* **RECORDS SHOWN**
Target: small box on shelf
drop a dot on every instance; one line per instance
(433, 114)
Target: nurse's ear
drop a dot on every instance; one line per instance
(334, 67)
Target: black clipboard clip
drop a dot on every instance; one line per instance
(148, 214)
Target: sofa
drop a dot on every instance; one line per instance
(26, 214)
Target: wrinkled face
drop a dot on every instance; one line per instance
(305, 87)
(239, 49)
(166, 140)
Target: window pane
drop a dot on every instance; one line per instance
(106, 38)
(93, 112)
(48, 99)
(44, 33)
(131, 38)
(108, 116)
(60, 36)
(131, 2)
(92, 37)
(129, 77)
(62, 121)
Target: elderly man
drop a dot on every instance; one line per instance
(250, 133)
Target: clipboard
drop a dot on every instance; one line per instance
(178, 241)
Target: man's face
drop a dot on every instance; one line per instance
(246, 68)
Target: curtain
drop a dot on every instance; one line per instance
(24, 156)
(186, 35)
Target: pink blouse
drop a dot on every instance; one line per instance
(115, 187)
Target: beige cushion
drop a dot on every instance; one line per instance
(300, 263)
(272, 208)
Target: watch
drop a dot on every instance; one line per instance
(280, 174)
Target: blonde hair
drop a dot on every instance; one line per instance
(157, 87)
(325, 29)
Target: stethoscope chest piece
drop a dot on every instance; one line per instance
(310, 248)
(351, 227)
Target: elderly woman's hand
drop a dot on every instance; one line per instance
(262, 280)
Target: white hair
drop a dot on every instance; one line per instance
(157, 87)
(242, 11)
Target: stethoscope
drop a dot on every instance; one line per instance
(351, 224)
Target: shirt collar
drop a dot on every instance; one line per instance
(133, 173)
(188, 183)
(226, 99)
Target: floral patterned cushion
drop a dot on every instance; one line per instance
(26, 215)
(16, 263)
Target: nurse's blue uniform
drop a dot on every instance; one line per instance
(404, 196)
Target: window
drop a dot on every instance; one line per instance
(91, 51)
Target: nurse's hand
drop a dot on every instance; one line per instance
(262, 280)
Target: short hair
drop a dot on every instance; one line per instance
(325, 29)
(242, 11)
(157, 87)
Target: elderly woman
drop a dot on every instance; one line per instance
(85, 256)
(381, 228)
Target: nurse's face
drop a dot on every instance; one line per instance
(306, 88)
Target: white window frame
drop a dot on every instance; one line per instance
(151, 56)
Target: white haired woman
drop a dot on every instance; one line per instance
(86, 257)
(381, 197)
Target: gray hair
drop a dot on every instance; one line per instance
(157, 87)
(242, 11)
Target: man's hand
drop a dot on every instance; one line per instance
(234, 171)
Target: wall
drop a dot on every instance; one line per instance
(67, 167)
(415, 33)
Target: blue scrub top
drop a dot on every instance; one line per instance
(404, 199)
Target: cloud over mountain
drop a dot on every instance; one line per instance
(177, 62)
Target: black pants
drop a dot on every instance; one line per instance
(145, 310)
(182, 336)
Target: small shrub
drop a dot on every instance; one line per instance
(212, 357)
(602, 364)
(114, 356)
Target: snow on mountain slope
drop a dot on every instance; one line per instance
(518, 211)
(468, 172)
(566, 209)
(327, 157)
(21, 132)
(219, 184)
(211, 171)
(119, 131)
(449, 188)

* **WHAT IS BEING ASKED**
Write out the entire listing above again, word for word and line for line.

* **RESPONSE TO THIS EXERCISE**
Target: small box on shelf
drop a dot on every instance; one line per instance
(433, 114)
Target: nurse's ear
drop a dot on every instance; one line per instance
(334, 67)
Target: black clipboard clip
drop a dot on every instance; one line per instance
(148, 214)
Target: sofa
drop a dot on every instance; one line per instance
(26, 214)
Target: wrinkled face
drop a dot on every instance; one line per instance
(305, 87)
(239, 49)
(166, 140)
Target: window pane
drop a dot on every instance; one line per instance
(106, 38)
(93, 112)
(48, 99)
(44, 33)
(131, 38)
(108, 116)
(60, 36)
(131, 2)
(92, 37)
(129, 77)
(62, 121)
Target: elderly man
drop a dot on every instance; one line per instance
(250, 133)
Target: clipboard
drop a dot on every instance; one line per instance
(178, 241)
Target: man's face
drop a dot on every instance; one line per instance
(246, 68)
Target: curtain
drop a dot on every instance; one line per instance
(24, 156)
(186, 35)
Target: pink blouse
drop a dot on every instance; one line per instance
(115, 187)
Target: beige cushion
drop a dot on every instance; one line per instance
(300, 263)
(272, 208)
Target: watch
drop a dot on every instance; one line per instance
(280, 174)
Target: blonde hair
drop a dot on every instance; one line per instance
(157, 87)
(325, 29)
Target: stethoscope chest piece
drop a dot on every instance; one line per instance
(310, 248)
(351, 227)
Target: elderly woman's hand
drop a dot on every instance; one line per instance
(262, 280)
Target: white hair
drop a dot on every instance; one line per instance
(157, 87)
(242, 11)
Target: stethoscope
drop a dot on every instance; one line per instance
(351, 224)
Target: shirt collar
drop a dot on every instance; one line per instance
(133, 173)
(188, 183)
(226, 99)
Target: floral patterned cushion
drop a dot on every instance; one line per instance
(26, 215)
(16, 263)
Target: nurse's blue uniform
drop a dot on every instance; one line per instance
(404, 196)
Target: window
drop a dot on every instance; one line per instance
(91, 51)
Target: nurse's hand
drop a dot on every instance; one line per instance
(262, 280)
Target: short hair
drop a dot on every instance; one line per instance
(325, 29)
(242, 11)
(157, 87)
Target: elderly woman
drop a dot on every instance; one line per instance
(85, 256)
(381, 228)
Target: nurse's face
drop a dot on every instance; one line per instance
(306, 88)
Target: white window frame
drop a dot on every instance; one line per instance
(151, 56)
Target: white haired woman
drop a dot on every instance; one line per instance
(86, 257)
(381, 197)
Target: gray hair
drop a dot on every instance; one line per instance
(157, 87)
(242, 11)
Target: man's hand
drop a dot on every instance; one line per instance
(234, 171)
Target: wall
drop a dot on every instance; one line per instance
(67, 167)
(415, 33)
Target: blue scrub top
drop a dot on every instance; one line per instance
(404, 199)
Target: cloud over mountain
drop a dot on every instance; one line per instance
(177, 62)
Target: black pants
drop a dot on every instance; one line per instance
(145, 310)
(182, 336)
Target: small shrub
drop a dot on every instance; one line per instance
(212, 357)
(602, 364)
(114, 356)
Target: snow on mountain slope
drop a dot on every instance; one line per instance
(518, 211)
(468, 172)
(566, 209)
(327, 157)
(21, 132)
(219, 184)
(211, 171)
(119, 131)
(449, 188)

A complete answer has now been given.